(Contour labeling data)
▬▬▬▬▬▬▬▬▬▬

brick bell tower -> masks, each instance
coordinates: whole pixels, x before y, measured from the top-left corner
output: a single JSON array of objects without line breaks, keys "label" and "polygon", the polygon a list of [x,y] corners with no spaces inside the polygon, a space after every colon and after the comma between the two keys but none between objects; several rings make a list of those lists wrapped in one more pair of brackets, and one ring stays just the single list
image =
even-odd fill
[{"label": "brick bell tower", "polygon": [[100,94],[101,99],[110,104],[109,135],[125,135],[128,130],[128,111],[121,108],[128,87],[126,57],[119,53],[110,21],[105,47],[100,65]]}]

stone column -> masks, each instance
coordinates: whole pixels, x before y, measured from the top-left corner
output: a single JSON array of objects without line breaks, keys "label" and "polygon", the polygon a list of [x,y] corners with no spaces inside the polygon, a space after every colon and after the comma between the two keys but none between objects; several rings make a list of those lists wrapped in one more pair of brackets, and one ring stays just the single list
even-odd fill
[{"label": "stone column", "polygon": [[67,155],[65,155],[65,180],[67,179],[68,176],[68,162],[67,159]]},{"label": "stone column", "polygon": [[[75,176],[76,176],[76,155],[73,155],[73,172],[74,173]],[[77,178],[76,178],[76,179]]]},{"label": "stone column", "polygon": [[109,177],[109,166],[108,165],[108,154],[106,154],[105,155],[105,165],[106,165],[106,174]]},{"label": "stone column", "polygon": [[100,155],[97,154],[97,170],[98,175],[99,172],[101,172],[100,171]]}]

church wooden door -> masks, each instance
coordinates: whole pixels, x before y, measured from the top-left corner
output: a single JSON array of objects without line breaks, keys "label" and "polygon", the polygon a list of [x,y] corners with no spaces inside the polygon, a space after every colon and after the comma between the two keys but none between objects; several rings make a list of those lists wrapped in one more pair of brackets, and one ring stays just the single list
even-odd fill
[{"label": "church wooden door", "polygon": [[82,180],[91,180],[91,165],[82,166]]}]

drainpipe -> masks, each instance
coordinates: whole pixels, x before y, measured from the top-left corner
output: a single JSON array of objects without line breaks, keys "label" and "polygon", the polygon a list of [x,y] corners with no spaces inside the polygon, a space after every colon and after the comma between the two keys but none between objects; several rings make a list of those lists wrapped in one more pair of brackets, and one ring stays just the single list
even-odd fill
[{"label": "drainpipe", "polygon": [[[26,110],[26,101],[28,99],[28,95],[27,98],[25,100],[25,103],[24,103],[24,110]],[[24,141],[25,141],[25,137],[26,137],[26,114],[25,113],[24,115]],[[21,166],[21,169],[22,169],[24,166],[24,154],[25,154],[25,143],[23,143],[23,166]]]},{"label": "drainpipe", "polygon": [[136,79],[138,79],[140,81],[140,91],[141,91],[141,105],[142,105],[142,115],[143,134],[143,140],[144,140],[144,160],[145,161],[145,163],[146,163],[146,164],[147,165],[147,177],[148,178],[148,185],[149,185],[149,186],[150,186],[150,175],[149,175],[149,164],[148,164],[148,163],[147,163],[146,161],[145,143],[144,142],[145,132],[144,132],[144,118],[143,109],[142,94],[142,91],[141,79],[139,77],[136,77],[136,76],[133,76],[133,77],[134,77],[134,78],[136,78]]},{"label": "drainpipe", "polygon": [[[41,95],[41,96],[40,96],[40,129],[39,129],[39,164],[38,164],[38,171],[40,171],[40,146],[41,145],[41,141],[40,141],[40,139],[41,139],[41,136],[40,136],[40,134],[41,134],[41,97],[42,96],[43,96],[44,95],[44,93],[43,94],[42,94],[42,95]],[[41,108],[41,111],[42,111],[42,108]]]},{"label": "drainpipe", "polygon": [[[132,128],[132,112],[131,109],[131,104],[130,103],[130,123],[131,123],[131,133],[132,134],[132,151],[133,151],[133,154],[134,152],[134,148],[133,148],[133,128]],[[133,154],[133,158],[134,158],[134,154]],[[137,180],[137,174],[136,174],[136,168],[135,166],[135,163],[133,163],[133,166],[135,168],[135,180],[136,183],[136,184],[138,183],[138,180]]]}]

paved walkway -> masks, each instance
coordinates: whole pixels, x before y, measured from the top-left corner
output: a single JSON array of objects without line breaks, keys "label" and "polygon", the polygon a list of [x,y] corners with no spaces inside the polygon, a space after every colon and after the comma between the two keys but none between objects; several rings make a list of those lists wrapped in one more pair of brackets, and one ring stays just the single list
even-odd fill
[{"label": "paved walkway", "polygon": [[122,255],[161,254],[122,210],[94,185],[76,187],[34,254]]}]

▬▬▬▬▬▬▬▬▬▬

— Exercise requirements —
Reproduce verbatim the part of the data that opens with the line containing "paved walkway -> masks, each instance" and continues through the end of the data.

— Correct answer —
paved walkway -> masks, each instance
coordinates: whole pixels, x before y, measured from the top-left corner
output: a single JSON array of objects without line breaks, keys "label" and "polygon", the polygon a list of [x,y] corners with no spaces inside the polygon, a space after every colon and after the comma between the two keys but none between objects; several rings make a list of those lists wrapped in one more pair of brackets, and one ring stays just the single list
even-odd fill
[{"label": "paved walkway", "polygon": [[122,255],[161,254],[122,210],[94,185],[76,187],[34,254]]}]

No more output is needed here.